-- START STORED RECORDS --

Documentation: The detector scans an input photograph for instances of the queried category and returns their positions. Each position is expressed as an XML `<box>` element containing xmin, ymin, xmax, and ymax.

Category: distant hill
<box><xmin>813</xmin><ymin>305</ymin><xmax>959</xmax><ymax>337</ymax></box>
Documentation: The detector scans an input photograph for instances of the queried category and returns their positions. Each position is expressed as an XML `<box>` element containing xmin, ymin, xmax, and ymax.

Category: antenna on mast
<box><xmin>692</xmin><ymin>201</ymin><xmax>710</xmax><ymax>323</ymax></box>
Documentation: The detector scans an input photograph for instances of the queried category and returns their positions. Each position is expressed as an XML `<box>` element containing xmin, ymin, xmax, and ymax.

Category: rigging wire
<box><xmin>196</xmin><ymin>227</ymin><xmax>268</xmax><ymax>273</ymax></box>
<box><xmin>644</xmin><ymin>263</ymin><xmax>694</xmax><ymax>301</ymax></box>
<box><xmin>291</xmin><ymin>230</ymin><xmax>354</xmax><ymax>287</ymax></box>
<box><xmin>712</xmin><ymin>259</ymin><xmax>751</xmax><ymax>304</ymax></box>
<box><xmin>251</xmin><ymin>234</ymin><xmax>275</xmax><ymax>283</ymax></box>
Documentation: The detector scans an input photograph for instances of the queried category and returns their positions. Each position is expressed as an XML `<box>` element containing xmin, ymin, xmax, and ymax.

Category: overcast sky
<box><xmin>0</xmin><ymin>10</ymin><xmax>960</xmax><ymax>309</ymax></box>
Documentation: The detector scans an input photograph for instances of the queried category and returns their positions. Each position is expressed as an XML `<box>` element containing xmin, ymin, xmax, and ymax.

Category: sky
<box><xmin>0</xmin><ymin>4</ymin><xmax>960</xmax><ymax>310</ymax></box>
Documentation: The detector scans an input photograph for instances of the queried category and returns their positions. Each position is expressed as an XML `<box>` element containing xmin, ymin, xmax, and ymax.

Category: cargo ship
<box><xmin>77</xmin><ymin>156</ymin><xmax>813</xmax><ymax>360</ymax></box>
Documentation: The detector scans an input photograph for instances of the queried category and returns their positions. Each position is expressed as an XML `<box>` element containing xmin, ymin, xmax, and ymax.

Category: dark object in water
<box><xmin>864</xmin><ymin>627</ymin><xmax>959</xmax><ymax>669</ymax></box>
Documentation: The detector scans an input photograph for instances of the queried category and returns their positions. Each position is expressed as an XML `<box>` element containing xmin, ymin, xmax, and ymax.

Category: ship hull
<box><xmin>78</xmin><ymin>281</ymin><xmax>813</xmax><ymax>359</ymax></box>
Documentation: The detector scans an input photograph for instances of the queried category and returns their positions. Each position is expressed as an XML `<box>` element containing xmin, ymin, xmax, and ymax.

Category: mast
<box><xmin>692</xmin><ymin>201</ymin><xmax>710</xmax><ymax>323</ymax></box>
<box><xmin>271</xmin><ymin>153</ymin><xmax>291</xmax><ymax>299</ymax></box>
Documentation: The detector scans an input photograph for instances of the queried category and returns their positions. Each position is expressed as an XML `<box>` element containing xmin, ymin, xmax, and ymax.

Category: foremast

-- END STORED RECORDS --

REQUIREMENTS: Copy out all of the material above, line for line, without changing anything.

SOLUTION TO THE PROBLEM:
Documentation: The detector scans an input photograph for instances of the queried category and returns their positions. Each position is expressed as an XML `<box>` element containing xmin, ymin, xmax, and ymax.

Category: distant hill
<box><xmin>813</xmin><ymin>305</ymin><xmax>959</xmax><ymax>337</ymax></box>
Documentation: The detector scans an input photograph for instances of the queried category and returns their positions. Each position is expressed as an XML `<box>` element containing xmin, ymin, xmax, and ymax.

Category: antenna on mast
<box><xmin>692</xmin><ymin>201</ymin><xmax>710</xmax><ymax>323</ymax></box>
Documentation: The detector scans an input photograph for instances of the queried category and returns their positions. Each position is expressed as an XML `<box>` element containing xmin, ymin, xmax, and ymax.

Category: rigging wire
<box><xmin>196</xmin><ymin>227</ymin><xmax>268</xmax><ymax>273</ymax></box>
<box><xmin>644</xmin><ymin>263</ymin><xmax>694</xmax><ymax>301</ymax></box>
<box><xmin>291</xmin><ymin>230</ymin><xmax>354</xmax><ymax>287</ymax></box>
<box><xmin>712</xmin><ymin>259</ymin><xmax>751</xmax><ymax>304</ymax></box>
<box><xmin>251</xmin><ymin>234</ymin><xmax>275</xmax><ymax>283</ymax></box>
Documentation: The detector scans an input photograph for instances of the queried category and returns their positions. Each position is expressed as an XML `<box>` element containing xmin, ymin, xmax, and ymax.

Category: overcast sky
<box><xmin>0</xmin><ymin>10</ymin><xmax>960</xmax><ymax>309</ymax></box>
Documentation: The detector scans an input photograph for instances of the queried category and returns their positions. Each position is expressed as an XML `<box>` element containing xmin, ymin, xmax, and ymax.

Category: sky
<box><xmin>0</xmin><ymin>4</ymin><xmax>960</xmax><ymax>310</ymax></box>
Documentation: The detector scans an input photograph for instances of the queried category and returns their positions. Each position is expressed as an XML `<box>` element containing xmin, ymin, xmax, and ymax.

Category: cargo ship
<box><xmin>77</xmin><ymin>156</ymin><xmax>813</xmax><ymax>360</ymax></box>
Documentation: The detector scans an input photograph for instances of the queried category and returns their positions. Each position is expressed as an XML `<box>` element containing xmin, ymin, xmax, and ymax.

Category: dark object in water
<box><xmin>864</xmin><ymin>627</ymin><xmax>959</xmax><ymax>669</ymax></box>
Documentation: The detector scans an input photograph for instances of the queried category and returns their positions. Each position is expressed as an XML `<box>` element containing xmin, ymin, xmax, and ymax.

Category: ship hull
<box><xmin>78</xmin><ymin>281</ymin><xmax>813</xmax><ymax>359</ymax></box>
Documentation: The detector scans an input photograph for instances of the queried category and returns their positions. Each position is expressed as an XML `<box>` element containing xmin, ymin, xmax, and ymax.

Category: mast
<box><xmin>692</xmin><ymin>201</ymin><xmax>710</xmax><ymax>323</ymax></box>
<box><xmin>271</xmin><ymin>153</ymin><xmax>291</xmax><ymax>299</ymax></box>
Documentation: The detector scans an input photograph for instances of the queried category and returns their positions. Each position is expressed as an XML `<box>` element containing xmin, ymin, xmax, and ymax.

Category: foremast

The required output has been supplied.